> **EXERCISE PROMPT**
Identify each line in the listing below that contains the word "shadow", and copy those lines.
** START **
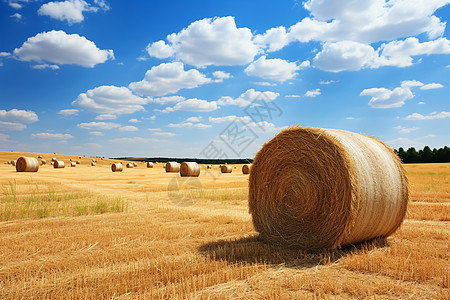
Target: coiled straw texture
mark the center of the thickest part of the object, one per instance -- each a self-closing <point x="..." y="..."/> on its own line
<point x="316" y="188"/>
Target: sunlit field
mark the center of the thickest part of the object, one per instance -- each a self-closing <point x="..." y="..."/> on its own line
<point x="86" y="232"/>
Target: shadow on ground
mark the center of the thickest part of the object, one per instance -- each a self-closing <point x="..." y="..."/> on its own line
<point x="254" y="251"/>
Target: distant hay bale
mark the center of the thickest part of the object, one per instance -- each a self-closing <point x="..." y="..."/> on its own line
<point x="27" y="164"/>
<point x="58" y="164"/>
<point x="246" y="169"/>
<point x="172" y="166"/>
<point x="189" y="169"/>
<point x="226" y="169"/>
<point x="117" y="167"/>
<point x="316" y="188"/>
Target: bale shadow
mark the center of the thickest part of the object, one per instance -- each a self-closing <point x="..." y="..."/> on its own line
<point x="253" y="250"/>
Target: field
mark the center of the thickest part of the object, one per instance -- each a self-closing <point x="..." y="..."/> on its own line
<point x="86" y="232"/>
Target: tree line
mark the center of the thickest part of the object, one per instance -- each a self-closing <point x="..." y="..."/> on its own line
<point x="426" y="155"/>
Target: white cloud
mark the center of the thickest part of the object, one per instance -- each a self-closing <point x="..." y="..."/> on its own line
<point x="159" y="50"/>
<point x="98" y="125"/>
<point x="109" y="99"/>
<point x="128" y="128"/>
<point x="133" y="140"/>
<point x="431" y="86"/>
<point x="405" y="130"/>
<point x="19" y="116"/>
<point x="208" y="41"/>
<point x="313" y="93"/>
<point x="247" y="98"/>
<point x="6" y="126"/>
<point x="168" y="78"/>
<point x="433" y="115"/>
<point x="70" y="10"/>
<point x="272" y="69"/>
<point x="229" y="119"/>
<point x="96" y="133"/>
<point x="385" y="98"/>
<point x="221" y="76"/>
<point x="45" y="66"/>
<point x="55" y="136"/>
<point x="193" y="104"/>
<point x="61" y="48"/>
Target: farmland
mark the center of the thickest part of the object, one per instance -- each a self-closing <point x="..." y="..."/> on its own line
<point x="86" y="232"/>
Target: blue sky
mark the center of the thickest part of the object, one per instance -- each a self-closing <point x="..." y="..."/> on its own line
<point x="219" y="78"/>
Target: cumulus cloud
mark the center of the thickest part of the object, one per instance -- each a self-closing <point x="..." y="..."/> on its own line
<point x="247" y="98"/>
<point x="109" y="99"/>
<point x="61" y="48"/>
<point x="385" y="98"/>
<point x="18" y="116"/>
<point x="431" y="116"/>
<point x="168" y="78"/>
<point x="273" y="69"/>
<point x="98" y="125"/>
<point x="54" y="136"/>
<point x="70" y="10"/>
<point x="216" y="41"/>
<point x="193" y="104"/>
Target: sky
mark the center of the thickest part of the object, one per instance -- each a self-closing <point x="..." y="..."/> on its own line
<point x="217" y="79"/>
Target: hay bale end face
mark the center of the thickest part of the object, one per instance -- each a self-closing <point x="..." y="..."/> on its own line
<point x="316" y="188"/>
<point x="246" y="169"/>
<point x="58" y="164"/>
<point x="172" y="167"/>
<point x="189" y="169"/>
<point x="27" y="164"/>
<point x="117" y="167"/>
<point x="226" y="169"/>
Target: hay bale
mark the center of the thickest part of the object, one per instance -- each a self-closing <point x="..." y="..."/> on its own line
<point x="59" y="164"/>
<point x="172" y="166"/>
<point x="117" y="167"/>
<point x="27" y="164"/>
<point x="189" y="169"/>
<point x="246" y="169"/>
<point x="226" y="169"/>
<point x="316" y="188"/>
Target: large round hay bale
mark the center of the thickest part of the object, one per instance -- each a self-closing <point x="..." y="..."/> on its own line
<point x="246" y="169"/>
<point x="226" y="169"/>
<point x="316" y="188"/>
<point x="189" y="169"/>
<point x="117" y="167"/>
<point x="172" y="166"/>
<point x="27" y="164"/>
<point x="58" y="164"/>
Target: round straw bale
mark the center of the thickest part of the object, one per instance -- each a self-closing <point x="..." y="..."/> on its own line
<point x="226" y="169"/>
<point x="58" y="164"/>
<point x="27" y="164"/>
<point x="117" y="167"/>
<point x="172" y="166"/>
<point x="316" y="188"/>
<point x="246" y="169"/>
<point x="189" y="169"/>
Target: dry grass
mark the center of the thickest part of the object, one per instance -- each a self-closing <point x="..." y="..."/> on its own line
<point x="209" y="250"/>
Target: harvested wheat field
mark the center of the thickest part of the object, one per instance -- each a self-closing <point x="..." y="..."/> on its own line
<point x="92" y="233"/>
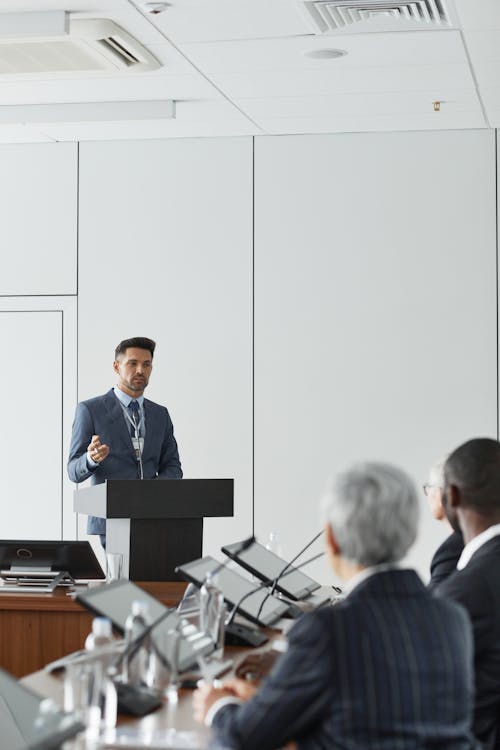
** END **
> **ANSWER TO THIS TASK**
Target: shadow on ground
Target: bale shadow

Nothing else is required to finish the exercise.